#### Given task:
Rewrite every row with "single marker" swapped for "single dot" and all other text left unchanged. Omit the pictures from your answer.

#### Data for the task:
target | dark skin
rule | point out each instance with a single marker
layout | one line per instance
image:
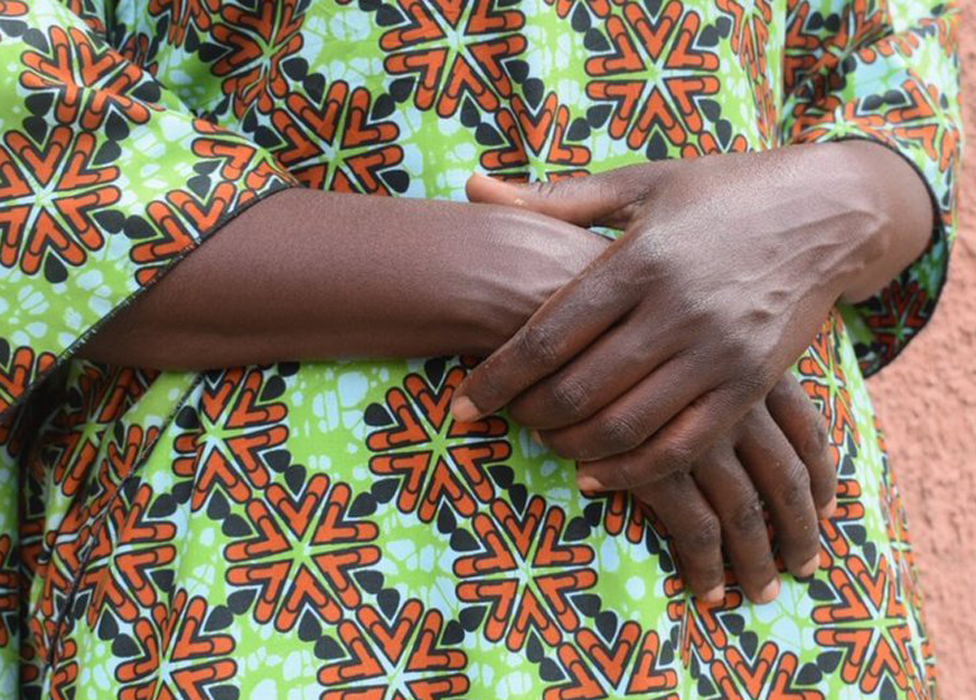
(724, 274)
(245, 298)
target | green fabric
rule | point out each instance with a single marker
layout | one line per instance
(326, 529)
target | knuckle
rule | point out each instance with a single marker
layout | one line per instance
(677, 456)
(568, 397)
(794, 492)
(537, 346)
(705, 535)
(815, 445)
(747, 518)
(619, 431)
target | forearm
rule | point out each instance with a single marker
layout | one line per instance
(309, 275)
(893, 213)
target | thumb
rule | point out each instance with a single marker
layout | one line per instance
(594, 200)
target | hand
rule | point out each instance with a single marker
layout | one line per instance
(778, 456)
(726, 270)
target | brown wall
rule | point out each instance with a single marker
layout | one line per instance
(927, 404)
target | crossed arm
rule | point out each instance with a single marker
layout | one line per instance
(656, 361)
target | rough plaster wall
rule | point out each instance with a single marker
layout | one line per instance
(927, 404)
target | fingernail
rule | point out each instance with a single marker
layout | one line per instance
(770, 592)
(828, 510)
(810, 568)
(585, 482)
(464, 410)
(715, 595)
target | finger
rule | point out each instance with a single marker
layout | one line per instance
(727, 488)
(634, 417)
(806, 428)
(565, 324)
(605, 371)
(602, 200)
(695, 530)
(676, 447)
(784, 484)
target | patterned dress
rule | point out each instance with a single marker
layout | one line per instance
(325, 529)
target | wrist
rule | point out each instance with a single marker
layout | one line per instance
(522, 259)
(884, 214)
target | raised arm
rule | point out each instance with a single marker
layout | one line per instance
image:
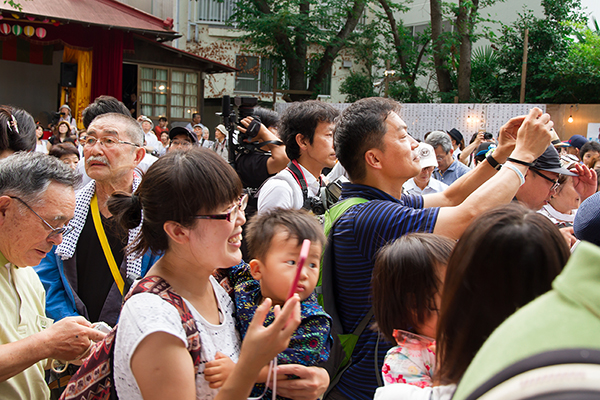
(533, 138)
(278, 159)
(465, 185)
(65, 340)
(260, 346)
(464, 155)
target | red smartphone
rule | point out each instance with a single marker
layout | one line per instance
(301, 260)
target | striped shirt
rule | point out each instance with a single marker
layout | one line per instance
(357, 235)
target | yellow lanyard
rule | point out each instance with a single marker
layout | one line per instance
(105, 246)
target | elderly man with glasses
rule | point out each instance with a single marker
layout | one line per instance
(541, 182)
(36, 201)
(89, 272)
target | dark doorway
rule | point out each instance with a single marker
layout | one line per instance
(130, 88)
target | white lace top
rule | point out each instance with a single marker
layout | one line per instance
(146, 313)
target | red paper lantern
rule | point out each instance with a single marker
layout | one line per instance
(40, 32)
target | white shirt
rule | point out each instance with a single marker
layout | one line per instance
(146, 162)
(146, 313)
(434, 186)
(282, 190)
(412, 392)
(556, 216)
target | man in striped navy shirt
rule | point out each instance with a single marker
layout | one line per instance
(373, 144)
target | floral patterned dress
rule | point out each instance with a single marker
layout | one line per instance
(309, 345)
(412, 361)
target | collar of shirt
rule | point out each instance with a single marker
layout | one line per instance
(366, 192)
(3, 260)
(312, 183)
(451, 168)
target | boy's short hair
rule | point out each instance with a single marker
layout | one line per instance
(297, 223)
(303, 118)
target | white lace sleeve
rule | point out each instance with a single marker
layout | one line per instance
(142, 315)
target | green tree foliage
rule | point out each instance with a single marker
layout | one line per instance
(560, 69)
(287, 30)
(357, 86)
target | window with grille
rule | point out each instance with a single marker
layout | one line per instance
(169, 92)
(255, 74)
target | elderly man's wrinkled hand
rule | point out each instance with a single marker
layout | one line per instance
(70, 337)
(533, 136)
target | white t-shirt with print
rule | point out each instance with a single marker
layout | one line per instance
(146, 313)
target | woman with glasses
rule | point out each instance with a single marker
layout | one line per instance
(192, 209)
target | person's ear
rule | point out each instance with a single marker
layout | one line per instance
(176, 232)
(372, 158)
(302, 141)
(4, 203)
(140, 152)
(256, 269)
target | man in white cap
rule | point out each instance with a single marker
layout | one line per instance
(424, 183)
(152, 142)
(65, 115)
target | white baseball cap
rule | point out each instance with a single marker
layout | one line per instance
(427, 155)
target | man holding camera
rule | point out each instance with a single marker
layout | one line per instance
(307, 131)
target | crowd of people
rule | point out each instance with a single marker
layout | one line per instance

#### Problem solution:
target | dark skin
rule | point out each instance with a single dot
layout | one line per instance
image:
(724, 274)
(245, 298)
target | green fabric
rule | point out each instance with a single dot
layout | one line per instance
(326, 529)
target | knuckle
rule | point out each instance with a single dot
layout | one line per instance
(677, 456)
(568, 397)
(794, 492)
(537, 346)
(705, 535)
(815, 445)
(747, 518)
(619, 431)
target | forearm
rule | point out each instance with a single dot
layout | one line per instance
(309, 275)
(893, 213)
target | thumb
rule | point out each instance with a single dot
layout | one line per instance
(594, 200)
target | hand
rule | point out each instance with a single dot
layout | one line per instance
(778, 456)
(726, 270)
target | brown wall
rule | point out each instance with a single dot
layout | one line per instance
(927, 404)
target | crossed arm
rule | point out each instance with a single dot
layout | one line per instance
(656, 361)
target | rough plaster wall
rule | point out each instance with a single dot
layout | one line per instance
(927, 404)
target | fingernail
rule | point out each instance with a single dot
layout | one line per instance
(770, 592)
(828, 510)
(810, 568)
(585, 482)
(464, 410)
(715, 595)
target | finger
rule | point out each instance with a single dot
layout | one line per instance
(727, 488)
(634, 417)
(806, 428)
(565, 324)
(605, 371)
(602, 200)
(695, 530)
(676, 447)
(784, 484)
target | patterned dress
rule | point out each instance with a single dot
layout | one line per instance
(325, 529)
target | wrist
rule | point out each instance with a single dot
layout | one line per instance
(522, 259)
(884, 214)
target | raised arm
rule | point out each instance with a single dot
layout | one line per instance
image:
(533, 138)
(278, 159)
(465, 185)
(65, 340)
(260, 346)
(464, 155)
target | red smartphone
rule | point out each instance with a single dot
layout | one line per instance
(301, 260)
target | striped shirt
rule | point out each instance with a single dot
layout | one line per instance
(357, 235)
target | yellow lanyard
rule | point out each instance with a single dot
layout | one line per instance
(105, 246)
target | elderly man with glasses
rule | point out each instance with a single dot
layout | one line per instance
(541, 182)
(36, 201)
(89, 272)
target | dark doorway
rule | point out each instance with a single dot
layout | one line per instance
(130, 88)
target | white lace top
rule | point out each instance with a single dot
layout | one line per instance
(146, 313)
target | red paper lantern
rule | point out each instance with a single dot
layout | one line per instance
(40, 32)
target | white shirt
rule | point out each instance with a single dot
layout | one line per instance
(146, 162)
(146, 313)
(434, 186)
(282, 190)
(412, 392)
(556, 216)
target | man in striped navy shirt
rule | point out each instance with a single dot
layout | one line per instance
(373, 144)
target | floral patterned dress
rule | point out each instance with a single dot
layout | one line per instance
(309, 345)
(412, 361)
target | collar of shirt
rule | point out each instance with a single dot
layout | one line per instance
(366, 192)
(3, 260)
(312, 183)
(451, 168)
target | boy's short hair
rule | point out each instance with a single dot
layout | one line per instance
(297, 223)
(303, 118)
target | white lace sleeve
rule | point out each instance with a single dot
layout | one line per instance
(142, 315)
target | green tree foliage
rule | point out each instance with a single dot
layout | one line per instance
(560, 69)
(287, 30)
(357, 86)
target | window with grille
rule | point out each instance with a single dot
layout | one line per instance
(169, 92)
(255, 74)
target | elderly man's wrinkled hand
rule | point out each instance with a single dot
layout | one line per instance
(70, 337)
(533, 136)
target | white t-shirt with print
rule | point out each instance with a single dot
layout | one line per instance
(146, 313)
target | woman with glasses
rule | point out each instance with a single dot
layout | one line per instance
(192, 209)
target | person's ear
rule | point out each instance with a single dot
layout | one line per instance
(176, 232)
(372, 158)
(302, 141)
(4, 203)
(140, 152)
(256, 269)
target | man in white cap
rule | point out each instance with a single dot
layout | one line per instance
(424, 183)
(152, 142)
(65, 115)
target | white baseball cap
rule | point out each instance with a single dot
layout | one line per instance
(427, 155)
target | man holding camera
rule | point out each instance with a single dot
layout | one line per instance
(307, 131)
target | crowd of people
rule | point out each instance with a single dot
layout | one line per instance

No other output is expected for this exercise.